**Action item**:
Without skipping anything, print all of the data exactly.

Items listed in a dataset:
# # # # # # #

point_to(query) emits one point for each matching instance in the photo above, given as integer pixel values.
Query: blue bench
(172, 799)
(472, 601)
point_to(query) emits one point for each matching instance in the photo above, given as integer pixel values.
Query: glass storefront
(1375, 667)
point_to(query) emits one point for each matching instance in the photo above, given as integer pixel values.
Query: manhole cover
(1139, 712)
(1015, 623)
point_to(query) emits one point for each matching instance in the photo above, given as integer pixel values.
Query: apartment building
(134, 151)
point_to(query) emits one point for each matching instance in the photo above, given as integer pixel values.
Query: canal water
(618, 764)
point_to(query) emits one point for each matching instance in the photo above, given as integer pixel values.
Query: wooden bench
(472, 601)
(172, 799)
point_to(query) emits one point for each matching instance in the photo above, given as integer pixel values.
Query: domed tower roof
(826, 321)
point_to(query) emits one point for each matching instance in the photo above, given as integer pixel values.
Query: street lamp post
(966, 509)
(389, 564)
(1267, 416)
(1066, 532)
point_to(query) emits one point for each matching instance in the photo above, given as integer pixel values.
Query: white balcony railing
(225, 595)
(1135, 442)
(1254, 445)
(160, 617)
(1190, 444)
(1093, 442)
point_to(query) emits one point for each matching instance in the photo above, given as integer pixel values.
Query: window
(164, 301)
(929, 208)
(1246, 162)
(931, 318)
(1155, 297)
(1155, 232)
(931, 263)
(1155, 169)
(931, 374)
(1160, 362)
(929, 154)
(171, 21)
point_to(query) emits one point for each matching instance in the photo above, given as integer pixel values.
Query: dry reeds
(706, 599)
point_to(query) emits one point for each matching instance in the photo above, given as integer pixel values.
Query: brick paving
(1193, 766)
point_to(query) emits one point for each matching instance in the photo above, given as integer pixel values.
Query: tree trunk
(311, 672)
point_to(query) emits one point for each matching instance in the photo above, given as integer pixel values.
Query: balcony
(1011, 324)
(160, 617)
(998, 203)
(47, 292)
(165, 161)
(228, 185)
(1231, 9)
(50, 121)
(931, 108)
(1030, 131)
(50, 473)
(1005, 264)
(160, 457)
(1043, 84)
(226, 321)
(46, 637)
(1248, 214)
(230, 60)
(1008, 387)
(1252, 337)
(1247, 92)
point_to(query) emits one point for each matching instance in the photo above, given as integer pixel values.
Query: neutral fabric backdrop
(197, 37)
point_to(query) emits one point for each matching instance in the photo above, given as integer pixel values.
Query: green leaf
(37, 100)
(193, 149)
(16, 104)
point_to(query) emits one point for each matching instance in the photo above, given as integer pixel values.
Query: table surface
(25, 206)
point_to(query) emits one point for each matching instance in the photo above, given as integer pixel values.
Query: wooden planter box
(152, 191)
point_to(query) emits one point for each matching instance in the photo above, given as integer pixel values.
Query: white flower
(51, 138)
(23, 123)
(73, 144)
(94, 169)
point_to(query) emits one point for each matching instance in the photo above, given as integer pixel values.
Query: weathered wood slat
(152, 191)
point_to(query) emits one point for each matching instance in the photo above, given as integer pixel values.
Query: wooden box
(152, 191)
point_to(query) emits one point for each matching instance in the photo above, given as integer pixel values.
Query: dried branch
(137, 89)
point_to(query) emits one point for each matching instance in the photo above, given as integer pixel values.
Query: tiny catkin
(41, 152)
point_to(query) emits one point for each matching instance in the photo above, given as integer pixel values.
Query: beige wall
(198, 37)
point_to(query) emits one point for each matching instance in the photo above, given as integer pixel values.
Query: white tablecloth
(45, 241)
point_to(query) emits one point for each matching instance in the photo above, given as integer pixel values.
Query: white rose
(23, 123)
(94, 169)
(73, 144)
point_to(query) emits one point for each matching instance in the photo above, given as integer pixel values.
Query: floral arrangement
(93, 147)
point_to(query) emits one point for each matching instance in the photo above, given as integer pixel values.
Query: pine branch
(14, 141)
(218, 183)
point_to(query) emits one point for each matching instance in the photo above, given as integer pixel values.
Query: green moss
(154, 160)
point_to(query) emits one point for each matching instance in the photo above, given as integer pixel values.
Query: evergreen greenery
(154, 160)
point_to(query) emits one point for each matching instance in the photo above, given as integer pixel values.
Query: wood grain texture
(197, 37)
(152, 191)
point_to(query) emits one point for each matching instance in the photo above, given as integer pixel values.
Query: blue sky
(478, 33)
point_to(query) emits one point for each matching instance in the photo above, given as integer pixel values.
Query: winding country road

# # # # # # #

**Task output**:
point_to(query) emits one point for each matching instance in the photo above, given as integer pixel values.
Query: blue bench
(172, 799)
(472, 601)
point_to(query) emits one point for each matching instance in the photo above, given as integer pixel values.
Query: glass storefront
(1375, 667)
point_to(query) emits one point for each matching instance in the photo above, given as integer pixel values.
Query: manhole cover
(1139, 712)
(1015, 623)
point_to(query) emits one point for each matching instance in the photo above, given as integer pixel values.
Query: apartment building
(134, 151)
point_to(query) emits one point for each matching instance in the photo above, given as integer pixel values.
Query: canal water
(618, 764)
point_to(query) emits one point for each matching instance in the photo above, given as integer pixel values.
Query: wooden bench
(472, 601)
(172, 799)
point_to(query) emits one point for each matching instance in the photo above, given as integer pixel values.
Query: domed tower roof
(826, 321)
point_to(query) emits one point for each matching instance in the photo above, given as integer pixel values.
Query: street lamp post
(966, 509)
(389, 564)
(1267, 416)
(1066, 532)
point_to(query) emits one point for each matching instance in the photo above, given as integer pixel values.
Query: white balcony railing
(225, 595)
(1135, 442)
(1254, 445)
(160, 617)
(1190, 444)
(1093, 442)
point_to(query) emits one point for each matching instance in the photo above, given as integer pixel values.
Query: window
(164, 301)
(929, 208)
(1246, 162)
(931, 318)
(1155, 297)
(1155, 232)
(931, 263)
(1155, 169)
(931, 374)
(1160, 362)
(929, 154)
(171, 21)
point_to(query) emits one point for each matching instance in the photo above, given as integer pixel values.
Query: dry reeds
(706, 599)
point_to(query) emits one point for each matching instance in the photo above, given as integer pixel values.
Query: brick paving
(1193, 766)
point_to(query) emits one point for each matching instance in the photo above, given as integer pixel values.
Query: tree trunk
(311, 672)
point_to(query) emits one point for each matching instance in the photo above, given as integer pixel values.
Query: balcony
(1011, 324)
(160, 617)
(998, 203)
(47, 292)
(165, 161)
(228, 185)
(1231, 9)
(50, 121)
(931, 108)
(1030, 131)
(50, 473)
(1005, 264)
(160, 457)
(1043, 84)
(226, 321)
(46, 637)
(1248, 214)
(230, 60)
(1008, 387)
(1252, 337)
(1247, 92)
point_to(query) emits one point for each matching instance in the photo above, given as integer pixel values.
Query: neutral fabric backdrop
(197, 37)
point_to(query) emits one point for each matching instance in the photo above, given as integer pixel values.
Query: green leaf
(37, 100)
(193, 149)
(16, 104)
point_to(query) emits one point for each matching instance in the photo above, given as integer pixel values.
Query: table surface
(25, 206)
point_to(query) emits one point for each matching instance in the photo above, given as integer pixel values.
Query: wooden planter box
(152, 191)
point_to(query) emits one point for each matching instance in the photo above, given as integer pixel values.
Query: white flower
(51, 138)
(23, 123)
(73, 144)
(94, 169)
point_to(query) emits one point for each matching instance in the photo above, given as integer pixel values.
Query: weathered wood slat
(152, 191)
point_to(query) emits one point for each matching instance in the photo above, given as integer pixel values.
Query: wooden box
(152, 191)
point_to(query) emits one point for each matching instance in the photo above, given as integer pixel values.
Query: dried branch
(137, 89)
point_to(query) emits one point for each matching instance in the photo above, given as integer pixel values.
Query: tiny catkin
(41, 152)
point_to(query) emits one point for each matching instance in the photo above, given as integer pixel values.
Query: beige wall
(198, 37)
point_to(query) emits one point for each matching instance in the photo above, given as integer pixel values.
Query: white tablecloth
(45, 241)
point_to(query) emits one point for each matching instance in the photo above, given as integer pixel values.
Query: white rose
(23, 123)
(94, 169)
(73, 144)
point_to(query) emits one point for each matching instance in the photo above, given as integer pixel values.
Query: floral arrangement
(93, 147)
point_to(query) emits one point for each matching instance in the photo above, given as integer pixel values.
Query: pine branch
(14, 141)
(218, 183)
point_to(query) emits one point for each matching instance in the photo above, given as integer pixel values.
Query: green moss
(154, 160)
point_to(query) emits one point for each matching instance in the photo above, given as integer pixel values.
Query: evergreen greenery
(154, 160)
point_to(query) emits one point for each matching instance in the photo above, given as integer pixel values.
Query: wood grain texture
(197, 37)
(152, 191)
point_to(query) emits one point for each matching instance in the photo above, given as integer pixel values.
Query: blue sky
(478, 33)
point_to(query) emits one point for each matching instance in the photo above, given as integer pixel values.
Query: winding country road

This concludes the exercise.